Exercise requirements
1/ From the EnTAP database passage, translate this sentence into Spanish: "It is generally recommended that a user select at least three databases with varying levels of curation."
2/ Reproduce the stretch of the EnTAP database passage from "All source databases" through "such as UniProt/SwissProt.".

Text section
::::

Be sure you set the paths before moving on (besides the databases that haven’t been downloaded yet)!

Usage

All source databases must be provided in FASTA format so that they can be indexed for use by DIAMOND. This can be completed independent of EnTAP with DIAMOND (- - makedb flag) or as part of the configuration phase of EnTAP. While any FASTA database can be used, it is recommended to use NCBI (Genbank) sourced databases such as RefSeq databases or NR. In addition, EnTAP can easily accept EBI databases such as UniProt/SwissProt.

EnTAP can recognize the species information from these header formats ONLY (NCBI and UniProt):

• [homo sapiens]
• OS=homo sapiens

If the individual FASTAs in a custom database you create do not adhere to one of these two formats, it will not be possible to weight taxonomic or contaminant status from them.

The following FTP sites contain common reference databases that EnTAP can recognize:

• RefSeq: ftp://ftp.ncbi.nlm.nih.gov/refseq/release/complete/

• Plant RefSeq: ftp://ftp.ncbi.nlm.nih.gov/refseq/release/plant/

• Mammalian RefSeq: ftp://ftp.ncbi.nlm.nih.gov/refseq/release/vertebrate_mammalian/

• NR: ftp://ftp.ncbi.nlm.nih.gov/blast/db/

• SwissProt: ftp://ftp.uniprot.org/pub/databases/uniprot/current_release/knowledgebase/complete/uniprot_sprot.fasta.gz

  • Reviewed

• TrEMBL: ftp://ftp.uniprot.org/pub/databases/uniprot/current_release/knowledgebase/complete/uniprot_trembl.fasta.gz

  • Unreviewed

Both Uniprot databases (SwissProt and TrEMBL) can be downloaded on a Unix system through the following command:

wget ftp://ftp.uniprot.org/pub/databases/uniprot/current_release/knowledgebase/complete/uniprot_sprot.fasta.gz

Or, for the TrEMBL database:

wget ftp://ftp.uniprot.org/pub/databases/uniprot/current_release/knowledgebase/complete/uniprot_trembl.fasta.gz

Alternatively, the NCBI databases must be downloaded in separate, smaller files, and concatenated together. As an example, the following commands will download and combine the NR database files:

Download:

wget ftp://ftp.ncbi.nlm.nih.gov/blast/db/nr.*.tar.gz

Decompress/Concatenate:

tar -xvzf nr.*

cat nr.* > nr_database.fasta

---

It is generally recommended that a user select at least three databases with varying levels of curation. Unless the species is very non-model (i.e. does not have close relatives in databases such as RefSeq, it is not necessary to use the full NR database which is less curated).

To run configuration with a sample database, the command is as follows:

EnTAP --config -d path/to/database

This stage must be done at least once prior to running. Once the database is configured, you need not do it again unless you updated your original database or plan on configuring several others.

::::

Information given

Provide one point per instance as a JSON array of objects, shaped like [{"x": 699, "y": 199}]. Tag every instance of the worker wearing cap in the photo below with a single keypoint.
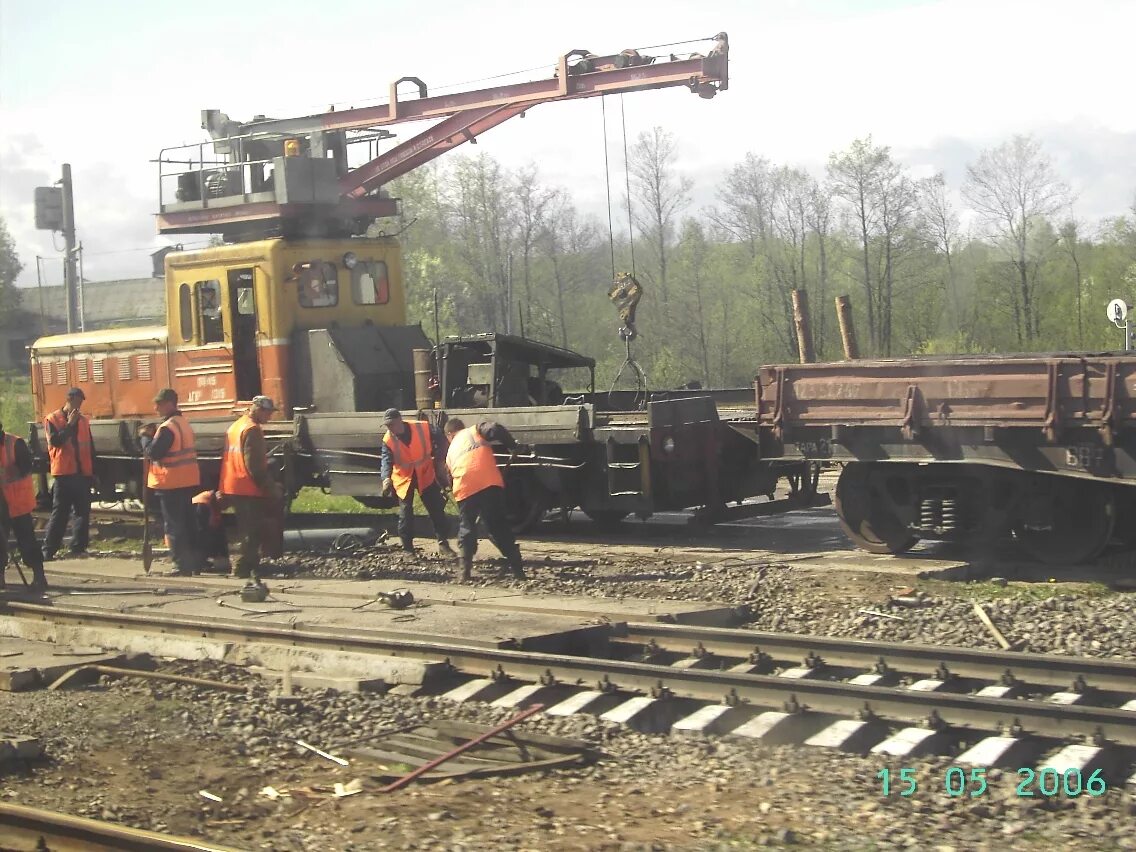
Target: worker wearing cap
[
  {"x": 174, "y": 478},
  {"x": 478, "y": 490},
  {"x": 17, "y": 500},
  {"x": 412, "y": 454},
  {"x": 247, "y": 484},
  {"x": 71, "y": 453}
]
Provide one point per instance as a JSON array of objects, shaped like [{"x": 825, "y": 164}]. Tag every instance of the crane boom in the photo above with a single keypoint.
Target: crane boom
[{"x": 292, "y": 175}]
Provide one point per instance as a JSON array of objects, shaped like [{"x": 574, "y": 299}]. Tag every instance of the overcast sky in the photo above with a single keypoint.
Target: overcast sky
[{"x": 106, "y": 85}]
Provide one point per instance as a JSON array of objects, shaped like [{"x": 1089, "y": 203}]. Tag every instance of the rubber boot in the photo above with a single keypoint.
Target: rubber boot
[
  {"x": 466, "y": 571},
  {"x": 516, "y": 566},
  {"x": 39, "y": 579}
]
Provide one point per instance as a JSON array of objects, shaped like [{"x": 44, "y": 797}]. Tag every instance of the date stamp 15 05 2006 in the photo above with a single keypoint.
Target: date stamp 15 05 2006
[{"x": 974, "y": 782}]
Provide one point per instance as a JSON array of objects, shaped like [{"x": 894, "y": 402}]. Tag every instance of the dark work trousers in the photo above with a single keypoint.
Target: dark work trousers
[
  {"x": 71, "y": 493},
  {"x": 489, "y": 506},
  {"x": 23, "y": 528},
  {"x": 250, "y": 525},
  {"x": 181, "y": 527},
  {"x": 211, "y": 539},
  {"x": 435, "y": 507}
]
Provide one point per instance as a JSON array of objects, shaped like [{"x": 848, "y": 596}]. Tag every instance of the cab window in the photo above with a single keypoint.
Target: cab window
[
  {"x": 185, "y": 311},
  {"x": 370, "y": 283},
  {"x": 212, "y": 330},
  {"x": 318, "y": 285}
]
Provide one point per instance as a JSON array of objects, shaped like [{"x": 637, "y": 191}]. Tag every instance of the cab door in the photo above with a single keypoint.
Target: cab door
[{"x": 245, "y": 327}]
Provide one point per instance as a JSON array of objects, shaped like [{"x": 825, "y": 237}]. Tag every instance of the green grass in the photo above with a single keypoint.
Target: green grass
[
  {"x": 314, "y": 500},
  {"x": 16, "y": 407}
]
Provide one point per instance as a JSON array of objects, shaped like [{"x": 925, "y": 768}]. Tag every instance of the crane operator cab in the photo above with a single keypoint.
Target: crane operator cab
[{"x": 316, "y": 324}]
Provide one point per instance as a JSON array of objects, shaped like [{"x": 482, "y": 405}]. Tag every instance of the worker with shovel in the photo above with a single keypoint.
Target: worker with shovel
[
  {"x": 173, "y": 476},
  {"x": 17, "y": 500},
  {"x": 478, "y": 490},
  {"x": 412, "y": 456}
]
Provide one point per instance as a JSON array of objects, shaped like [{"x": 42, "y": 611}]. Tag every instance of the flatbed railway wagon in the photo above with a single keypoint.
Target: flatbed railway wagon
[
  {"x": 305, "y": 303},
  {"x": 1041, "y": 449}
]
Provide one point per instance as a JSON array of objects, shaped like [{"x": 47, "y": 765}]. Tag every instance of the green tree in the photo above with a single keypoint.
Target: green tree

::::

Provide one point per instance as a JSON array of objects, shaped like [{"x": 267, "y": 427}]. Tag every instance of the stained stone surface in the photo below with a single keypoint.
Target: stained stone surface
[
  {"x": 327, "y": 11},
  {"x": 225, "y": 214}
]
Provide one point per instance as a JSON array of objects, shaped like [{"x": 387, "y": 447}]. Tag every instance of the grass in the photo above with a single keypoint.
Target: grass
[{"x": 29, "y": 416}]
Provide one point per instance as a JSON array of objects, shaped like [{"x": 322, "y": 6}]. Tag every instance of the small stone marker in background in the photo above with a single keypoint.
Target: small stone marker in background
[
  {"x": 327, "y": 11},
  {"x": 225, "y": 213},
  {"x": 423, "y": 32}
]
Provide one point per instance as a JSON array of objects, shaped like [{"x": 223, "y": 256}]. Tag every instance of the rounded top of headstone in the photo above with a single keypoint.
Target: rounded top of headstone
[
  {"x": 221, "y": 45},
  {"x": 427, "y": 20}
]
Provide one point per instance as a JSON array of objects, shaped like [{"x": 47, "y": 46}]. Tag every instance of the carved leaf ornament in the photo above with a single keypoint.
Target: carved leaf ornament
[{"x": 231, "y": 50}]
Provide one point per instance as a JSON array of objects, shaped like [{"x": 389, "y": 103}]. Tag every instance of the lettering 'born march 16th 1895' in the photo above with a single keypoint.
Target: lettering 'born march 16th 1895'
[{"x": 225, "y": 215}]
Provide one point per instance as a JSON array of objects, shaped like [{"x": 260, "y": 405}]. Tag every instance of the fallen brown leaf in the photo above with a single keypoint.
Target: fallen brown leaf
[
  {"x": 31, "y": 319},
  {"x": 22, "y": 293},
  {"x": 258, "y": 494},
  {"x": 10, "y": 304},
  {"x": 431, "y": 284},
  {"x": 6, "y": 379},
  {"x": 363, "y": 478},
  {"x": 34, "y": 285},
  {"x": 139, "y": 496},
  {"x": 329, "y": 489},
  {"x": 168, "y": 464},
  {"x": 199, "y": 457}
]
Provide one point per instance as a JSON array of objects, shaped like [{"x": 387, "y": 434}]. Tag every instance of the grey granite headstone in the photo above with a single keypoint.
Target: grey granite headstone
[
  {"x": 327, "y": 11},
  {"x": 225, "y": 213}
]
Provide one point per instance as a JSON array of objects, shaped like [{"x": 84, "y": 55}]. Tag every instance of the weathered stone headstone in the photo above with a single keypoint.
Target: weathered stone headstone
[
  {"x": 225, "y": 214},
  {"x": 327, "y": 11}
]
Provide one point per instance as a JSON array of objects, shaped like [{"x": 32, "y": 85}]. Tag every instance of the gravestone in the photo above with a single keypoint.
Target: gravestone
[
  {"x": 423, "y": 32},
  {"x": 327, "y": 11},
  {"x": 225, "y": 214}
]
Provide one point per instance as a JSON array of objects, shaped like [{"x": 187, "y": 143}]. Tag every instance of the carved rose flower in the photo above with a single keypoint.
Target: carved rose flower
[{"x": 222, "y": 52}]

::::

Answers by item
1/ Por lo general, se recomienda que el usuario seleccione al menos tres bases de datos con distintos niveles de curación.

2/
All source databases must be provided in FASTA format so that they can be indexed for use by DIAMOND. This can be completed independent of EnTAP with DIAMOND (- - makedb flag) or as part of the configuration phase of EnTAP. While any FASTA database can be used, it is recommended to use NCBI (Genbank) sourced databases such as RefSeq databases or NR. In addition, EnTAP can easily accept EBI databases such as UniProt/SwissProt.